A visão é mais-que-perfeita como um pretérito longe feito perto hoje, não todavia suficiente para me fazer esquecer, ante todo este espúrio e estupefaciente carnaval de crocodilas lágrimas antecipadas pró-pré-morte de Nelson Mandela, que em 1987 (há meros 26 anos, portanto), reunida a Assembleia Geral das Nações (alegadamente) Unidas, ia a moção plenária um apelo à libertação incondicional desse gigante sul-africano. Votaram a favor 129 países. Três votaram contra: os EUA, então tragicomicamente rendidos ao Reagan, a Grã-Bretanha, da Thatcher, e um tal Portugal dum tal… Cavaco.

## TAREFAS
1. Copie sem alterações o trecho do excerto sobre Mandela que começa em "A visão é mais-que-perfeita" e vai até "dum tal… Cavaco.".
2. Por favor, dê seguimento ao excerto sobre Mandela, escrevendo a parte que viria logo depois da última frase.
O material que vem a seguir tem outra origem e não faz parte do excerto sobre Mandela.

## MATERIAL
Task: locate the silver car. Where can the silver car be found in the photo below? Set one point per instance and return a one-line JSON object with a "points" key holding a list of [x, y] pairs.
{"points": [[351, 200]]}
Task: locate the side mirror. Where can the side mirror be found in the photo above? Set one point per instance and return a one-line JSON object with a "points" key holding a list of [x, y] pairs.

## RESPOSTAS
1.
A visão é mais-que-perfeita como um pretérito longe feito perto hoje, não todavia suficiente para me fazer esquecer, ante todo este espúrio e estupefaciente carnaval de crocodilas lágrimas antecipadas pró-pré-morte de Nelson Mandela, que em 1987 (há meros 26 anos, portanto), reunida a Assembleia Geral das Nações (alegadamente) Unidas, ia a moção plenária um apelo à libertação incondicional desse gigante sul-africano. Votaram a favor 129 países. Três votaram contra: os EUA, então tragicomicamente rendidos ao Reagan, a Grã-Bretanha, da Thatcher, e um tal Portugal dum tal… Cavaco.

2.
Nem quem viola é preso, nem quem é violado esquece. A nossa amnésia carneirinho-multitudinária persiste em procrastinar (isto é, adiar; isto é, odiar) o evidente. E o evidente é a quinta de porcos do velho Orwell, que a tudo e todos, filósofos de Café de bairro incluídos, pretende terr’arrasar.

Por meu linho, que à camilha da minha Senhora dá corpo como outrora o futuro corpo deu à minha infância, que o não permitirei sem luta. Nem sem pêras, dessas doces e de anatomia tão similar ao violino e, já agora, à minha Senhora também.